INSTRUCTIONS FOR THE TASK: Could you output, exactly and with nothing else, every line from the one that contains "pixel 350 154" through the last line of the listing below?

DATA TO USE:
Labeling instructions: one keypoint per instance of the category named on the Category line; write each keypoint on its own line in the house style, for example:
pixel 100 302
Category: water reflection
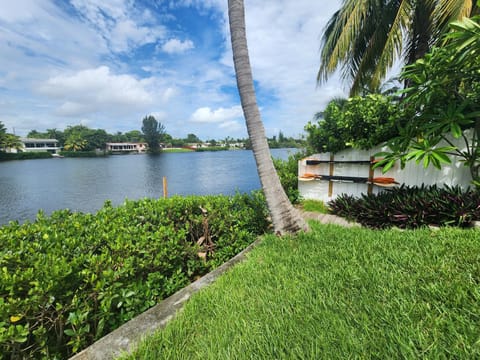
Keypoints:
pixel 85 184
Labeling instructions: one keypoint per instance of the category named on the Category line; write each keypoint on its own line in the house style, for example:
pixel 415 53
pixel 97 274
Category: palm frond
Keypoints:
pixel 392 47
pixel 341 30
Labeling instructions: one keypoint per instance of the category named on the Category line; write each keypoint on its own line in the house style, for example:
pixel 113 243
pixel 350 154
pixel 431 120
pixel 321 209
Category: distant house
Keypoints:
pixel 125 148
pixel 38 145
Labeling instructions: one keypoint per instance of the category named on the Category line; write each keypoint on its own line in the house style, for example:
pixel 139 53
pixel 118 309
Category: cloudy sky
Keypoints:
pixel 108 63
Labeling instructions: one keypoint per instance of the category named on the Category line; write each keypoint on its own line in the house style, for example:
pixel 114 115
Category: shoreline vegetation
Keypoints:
pixel 85 154
pixel 69 278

SOLVED PROBLEM:
pixel 350 154
pixel 431 120
pixel 321 209
Category: distant house
Keypoints:
pixel 125 148
pixel 38 145
Labeling instructions: one keypoint per instance of the category named on the Category line; write each keypoint on its own line in the house style, for example:
pixel 139 53
pixel 118 309
Category: cloudy sky
Keypoints:
pixel 108 63
Labeling instructions: one keypoint per instance of the category named on the Category line; write each keypoint on its own line in the house style, for example:
pixel 114 115
Category: shoreline vegetation
Keypoints:
pixel 85 154
pixel 69 278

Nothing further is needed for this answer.